### TEXT
■ ■ ■ ■ ■ ■ ■

Meg Medina and R.J. Palacio at Niagara Falls, circa 1979. (Marco Jaramillo)
Imagine a girl, wavy brown hair, big smile, bright eyes, on the tall side, long legs and arms, in constant motion. (If she were a baby animal, she’d be a colt.) Imagine this girl is your best friend, the kind of girl who is always eager to disappear with you on an adventure, whether walking trails in the woods of the park near where you both live, or playing kickball in the street where a manhole cover serves as home plate. You don’t ever really stop to “talk” about things happening in your lives, this friend and you: You’re too busy just living those lives.
Life is a series of moments that don’t pass by you as much as they pass through you, at dazzling speed. Like summer days. Sleepovers. Catching fireflies. Trading books. Riding bikes. Bickering. Making up. Greek mythology. Egyptian murals. Camping trips with the Girl Scouts. Scary stories around the campfire. Lunches at her house. After school at yours. Imagine this girl is the kind of kid you can count on for anything, who will jump into the deep end of the pool with you, scramble up the wire fence for the dodgeball you tossed, run alongside you with joyful abandon — spirited, resolute, yearning for the next adventure, a smile almost too big for her face.
I can imagine that girl easily, of course, because I knew her. She was Meg Medina. And though she and I are both well into our fifth decade on this Earth, she will always be that colt of a girl to me. To the rest of the world she is the author of critically acclaimed books for children and young adults, a passionate promoter of diversity and cultural sensitivity in children’s and young adult books and now a Newbery Award winner.

■ ■ ■ ■ ■ ■ ■

### PROBLEMS
**A.** In the passage about Meg Medina, what award has she now won?
**B.** From the passage about Meg Medina, return word for word the stretch that begins at the words "Life is a series" and stops after "for her face.".

### GIVEN MATERIAL
■ ■ ■ ■ ■ ■ ■

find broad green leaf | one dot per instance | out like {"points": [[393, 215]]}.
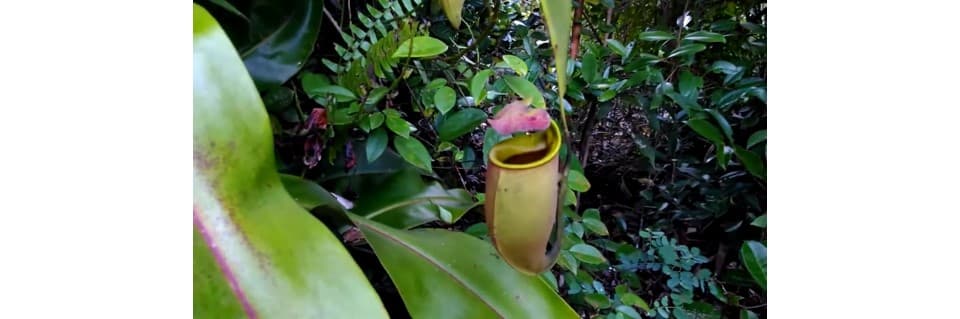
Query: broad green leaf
{"points": [[516, 64], [557, 14], [587, 254], [657, 36], [445, 274], [342, 94], [707, 130], [591, 219], [453, 10], [577, 181], [404, 200], [760, 221], [754, 257], [309, 194], [423, 47], [634, 300], [687, 49], [526, 90], [285, 47], [588, 67], [617, 48], [444, 99], [413, 152], [752, 161], [229, 7], [724, 67], [376, 95], [376, 143], [254, 245], [460, 122], [478, 85], [397, 124], [705, 36], [724, 125]]}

■ ■ ■ ■ ■ ■ ■

### PER-TASK ANSWERS
**A.** The Newbery Award

**B.**
Life is a series of moments that don’t pass by you as much as they pass through you, at dazzling speed. Like summer days. Sleepovers. Catching fireflies. Trading books. Riding bikes. Bickering. Making up. Greek mythology. Egyptian murals. Camping trips with the Girl Scouts. Scary stories around the campfire. Lunches at her house. After school at yours. Imagine this girl is the kind of kid you can count on for anything, who will jump into the deep end of the pool with you, scramble up the wire fence for the dodgeball you tossed, run alongside you with joyful abandon — spirited, resolute, yearning for the next adventure, a smile almost too big for her face.